--- start of Extracted information ---

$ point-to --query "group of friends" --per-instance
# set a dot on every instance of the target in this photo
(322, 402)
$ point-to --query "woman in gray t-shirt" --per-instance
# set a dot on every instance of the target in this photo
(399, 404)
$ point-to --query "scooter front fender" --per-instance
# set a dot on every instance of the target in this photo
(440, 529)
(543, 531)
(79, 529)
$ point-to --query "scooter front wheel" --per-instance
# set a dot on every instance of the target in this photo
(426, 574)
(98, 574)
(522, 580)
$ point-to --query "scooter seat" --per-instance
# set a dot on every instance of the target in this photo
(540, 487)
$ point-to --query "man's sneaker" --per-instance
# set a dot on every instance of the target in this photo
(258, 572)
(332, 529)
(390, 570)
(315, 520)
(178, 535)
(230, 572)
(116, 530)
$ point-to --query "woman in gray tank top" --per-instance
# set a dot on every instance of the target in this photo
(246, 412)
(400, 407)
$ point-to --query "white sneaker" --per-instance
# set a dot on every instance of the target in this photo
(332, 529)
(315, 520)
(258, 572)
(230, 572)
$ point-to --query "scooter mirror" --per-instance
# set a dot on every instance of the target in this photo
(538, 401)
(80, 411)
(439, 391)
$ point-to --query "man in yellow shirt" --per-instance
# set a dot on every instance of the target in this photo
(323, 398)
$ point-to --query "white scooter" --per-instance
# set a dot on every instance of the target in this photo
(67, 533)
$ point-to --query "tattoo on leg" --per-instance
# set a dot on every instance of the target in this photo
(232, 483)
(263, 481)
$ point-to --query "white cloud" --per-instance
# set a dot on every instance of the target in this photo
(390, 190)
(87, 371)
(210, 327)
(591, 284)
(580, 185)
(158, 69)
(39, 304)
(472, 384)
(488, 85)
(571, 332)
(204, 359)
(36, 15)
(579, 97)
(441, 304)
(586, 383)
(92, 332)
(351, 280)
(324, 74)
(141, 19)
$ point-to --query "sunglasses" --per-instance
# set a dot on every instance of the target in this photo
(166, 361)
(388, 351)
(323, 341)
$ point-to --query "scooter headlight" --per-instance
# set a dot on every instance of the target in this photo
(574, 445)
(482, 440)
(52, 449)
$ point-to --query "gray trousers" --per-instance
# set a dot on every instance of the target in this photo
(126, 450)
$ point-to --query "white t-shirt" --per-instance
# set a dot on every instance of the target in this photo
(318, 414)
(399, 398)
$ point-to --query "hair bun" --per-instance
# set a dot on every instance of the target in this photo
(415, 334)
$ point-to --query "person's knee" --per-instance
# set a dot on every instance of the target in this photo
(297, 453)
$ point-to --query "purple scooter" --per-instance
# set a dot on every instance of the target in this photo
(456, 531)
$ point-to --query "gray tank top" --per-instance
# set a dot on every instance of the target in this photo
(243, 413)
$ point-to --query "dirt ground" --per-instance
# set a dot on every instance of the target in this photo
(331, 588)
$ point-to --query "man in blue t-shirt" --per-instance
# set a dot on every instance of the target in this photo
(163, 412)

--- end of Extracted information ---

__Task directions__:
Repeat the records exactly, including every line.

__Result for this task__:
$ point-to --query "group of friends" --per-instance
# set a dot on every instance of the target in this photo
(322, 402)
$ point-to --query "woman in gray t-shirt" --per-instance
# set a dot on every instance of the target in this photo
(399, 404)
$ point-to --query "scooter front fender" --per-instance
# set a dot on every instance of the target in this photo
(440, 529)
(543, 531)
(79, 529)
$ point-to --query "scooter front wheel" --per-instance
# set a dot on every instance of the target in this photo
(426, 574)
(98, 574)
(522, 580)
$ point-to --query "scooter seat" --per-instance
# set a dot on every instance of the target in this photo
(540, 487)
$ point-to --query "man's sneaker" --per-instance
# set a dot on every instance of the target in this photo
(258, 572)
(332, 529)
(390, 570)
(315, 520)
(178, 535)
(230, 572)
(116, 530)
$ point-to --query "woman in gray tank top" --per-instance
# set a dot on every instance of the target in this photo
(246, 412)
(400, 407)
$ point-to --query "white sneaker" --per-instance
# set a dot on every instance of the target in this photo
(332, 529)
(315, 520)
(258, 572)
(230, 572)
$ point-to --query "scooter mirror" --per-instance
# set a dot on every instance of the target in this photo
(538, 401)
(80, 411)
(439, 391)
$ point-to --query "man in yellow shirt" --per-instance
# set a dot on every instance of the target in this photo
(323, 398)
$ point-to --query "white scooter" --per-instance
# set a dot on every instance of the target in this photo
(67, 533)
$ point-to --query "tattoo on leg" --per-instance
# set a dot on every instance of the target in this photo
(232, 483)
(263, 481)
$ point-to --query "white cloud" --per-instance
# set a dot on every instance of the target in this photo
(390, 190)
(87, 371)
(210, 327)
(591, 284)
(580, 185)
(158, 69)
(39, 304)
(472, 384)
(488, 85)
(571, 332)
(204, 359)
(36, 15)
(579, 97)
(441, 304)
(586, 383)
(92, 332)
(351, 280)
(324, 74)
(141, 19)
$ point-to --query "sunglasses" --per-instance
# set a dot on every instance of the target in this photo
(166, 361)
(388, 351)
(323, 341)
$ point-to --query "scooter headlight" --per-instance
# set a dot on every instance of the target in this photo
(574, 445)
(482, 440)
(52, 449)
$ point-to --query "gray trousers" --per-instance
# set a dot on every instance of the target in this photo
(126, 450)
$ point-to --query "white t-shirt" --per-instance
# set a dot on every instance of the target in this photo
(318, 414)
(399, 398)
$ point-to --query "hair bun" --per-instance
# set a dot on every instance of the target in this photo
(415, 334)
$ point-to --query "person's knee" --per-instance
# set a dot on every instance of the target in this photo
(297, 453)
$ point-to --query "purple scooter" --per-instance
# set a dot on every instance of the target in this photo
(456, 531)
$ point-to --query "gray tank top" --per-instance
# set a dot on every instance of the target in this photo
(243, 413)
$ point-to --query "dirt ground" --per-instance
# set a dot on every instance of the target in this photo
(331, 588)
$ point-to --query "man in blue t-shirt" --per-instance
# set a dot on every instance of the target in this photo
(163, 412)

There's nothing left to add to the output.